*PAGE EXTRACT*:
Dissemination of the inventory is initially on RLIN (the Research
Libraries Information Network). RLIN is available on the Internet,
through individual accounts, through RLG libraries. Tapes are also
given to OCLC, another major online network. The database will be
searched by project staff for any interested individuals. Disks can
also be made available. Dial-in access to the Rutgers catalog will be
available soon. This is another option. While everyone is not on
Bitnet, it could be used as another point of access.


Data Collection/Archiving:

The original proposal for the center included an archival and
dissemination function for texts which would otherwise become available.
The center would also accept texts for deposit. It would work with
publishers to determine if their tapes could be archived and disseminated.
Issues raised in this discussion included: what constitutes a humanities
text; is there a measure of quality in accepting a text; who determines
quality; is there a need to collect texts when online access may be
available?

It was suggested that our definitions of a humanities text remain broad
and that as the center gains experience with usage the definitions may
emerge. If we are polling the humanities computing community, one could
assume that we have placed some parameters on the materials which will
be used by the same. Accept what is deposited and formulate more
specific guidelines as experience is gained. The center should not be
judgmental of texts, but report impartially on the materials it archives.
It was suggested that the funding agencies require that all projects
resulting in a machine-readable text deposit it with the center. While
online access may be available for many texts, it is not available for
all. There is certainly no need to archive texts which are available
from the compiler directly or online. There may be ways to work with
publishers for the deposit of texts with the center and their
availability for individual research.


Compilation of Texts/Copyright Issues:

These two issues relate to each other and can be treated independently
as well. There was considerable debate regarding the need for the Center
to compile texts through scanning as well as copyright issues concerning
the dissemination of texts in the archive. Issues raised include: will
the center undertake the verification of texts; can the center employ
experts in all areas for text production; can the Center scan a work
under copyright; is there a need to scan at the Center when OCR
equipment is readily available?

Coordinate annotation records:

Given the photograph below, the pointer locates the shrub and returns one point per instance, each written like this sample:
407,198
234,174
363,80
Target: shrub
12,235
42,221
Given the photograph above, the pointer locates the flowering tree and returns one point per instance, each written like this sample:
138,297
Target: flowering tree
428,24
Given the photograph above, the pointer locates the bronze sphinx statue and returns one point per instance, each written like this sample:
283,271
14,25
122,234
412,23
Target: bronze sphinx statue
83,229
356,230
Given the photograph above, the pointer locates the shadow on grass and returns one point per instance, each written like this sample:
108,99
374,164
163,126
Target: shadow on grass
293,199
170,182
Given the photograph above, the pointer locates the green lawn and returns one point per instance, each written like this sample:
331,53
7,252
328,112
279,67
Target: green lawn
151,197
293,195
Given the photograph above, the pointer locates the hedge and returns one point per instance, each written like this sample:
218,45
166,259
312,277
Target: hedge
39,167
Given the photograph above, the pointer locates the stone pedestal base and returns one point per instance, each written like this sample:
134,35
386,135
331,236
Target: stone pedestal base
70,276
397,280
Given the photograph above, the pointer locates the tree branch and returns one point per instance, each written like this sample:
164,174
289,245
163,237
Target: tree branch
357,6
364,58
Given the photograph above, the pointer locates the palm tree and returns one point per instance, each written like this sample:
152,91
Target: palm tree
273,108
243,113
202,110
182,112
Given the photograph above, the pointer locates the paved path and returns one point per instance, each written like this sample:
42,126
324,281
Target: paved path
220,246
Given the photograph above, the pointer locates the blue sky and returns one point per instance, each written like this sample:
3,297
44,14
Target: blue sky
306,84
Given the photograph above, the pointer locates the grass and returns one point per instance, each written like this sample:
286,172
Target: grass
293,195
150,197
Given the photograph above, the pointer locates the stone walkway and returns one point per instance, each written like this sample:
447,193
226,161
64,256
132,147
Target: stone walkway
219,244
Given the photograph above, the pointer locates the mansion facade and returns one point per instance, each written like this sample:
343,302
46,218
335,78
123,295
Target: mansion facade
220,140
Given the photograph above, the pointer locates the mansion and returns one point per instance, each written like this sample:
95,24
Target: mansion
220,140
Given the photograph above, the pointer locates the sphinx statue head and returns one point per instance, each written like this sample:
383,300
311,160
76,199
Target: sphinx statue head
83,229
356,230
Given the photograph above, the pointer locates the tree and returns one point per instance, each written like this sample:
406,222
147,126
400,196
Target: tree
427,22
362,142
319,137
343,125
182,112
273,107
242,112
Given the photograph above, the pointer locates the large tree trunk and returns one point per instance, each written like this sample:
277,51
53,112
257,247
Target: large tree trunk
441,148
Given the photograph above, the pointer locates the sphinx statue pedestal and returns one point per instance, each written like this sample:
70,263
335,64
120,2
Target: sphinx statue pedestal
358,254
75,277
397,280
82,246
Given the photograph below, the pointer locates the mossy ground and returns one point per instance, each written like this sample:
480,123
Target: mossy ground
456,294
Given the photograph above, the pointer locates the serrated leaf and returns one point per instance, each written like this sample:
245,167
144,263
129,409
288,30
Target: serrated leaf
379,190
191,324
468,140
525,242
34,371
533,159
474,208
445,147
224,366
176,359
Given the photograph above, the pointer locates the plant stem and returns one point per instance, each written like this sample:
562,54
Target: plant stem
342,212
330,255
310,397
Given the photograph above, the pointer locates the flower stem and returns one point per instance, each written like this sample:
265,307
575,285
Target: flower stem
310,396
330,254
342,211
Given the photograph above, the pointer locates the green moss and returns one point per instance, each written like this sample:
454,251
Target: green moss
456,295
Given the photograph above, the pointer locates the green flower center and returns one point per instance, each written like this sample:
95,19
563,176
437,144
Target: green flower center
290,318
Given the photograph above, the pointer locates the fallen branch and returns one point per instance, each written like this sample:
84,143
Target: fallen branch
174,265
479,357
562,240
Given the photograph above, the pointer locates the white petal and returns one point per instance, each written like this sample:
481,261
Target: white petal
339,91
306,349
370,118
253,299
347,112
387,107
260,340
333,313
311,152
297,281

*WRITTEN EXERCISE*: Reproduce the passage in the text center notes from "It was suggested that our" through "materials it archives." word for word.

*IN RESPONSE*:
It was suggested that our definitions of a humanities text remain broad
and that as the center gains experience with usage the definitions may
emerge. If we are polling the humanities computing community, one could
assume that we have placed some parameters on the materials which will
be used by the same. Accept what is deposited and formulate more
specific guidelines as experience is gained. The center should not be
judgmental of texts, but report impartially on the materials it archives.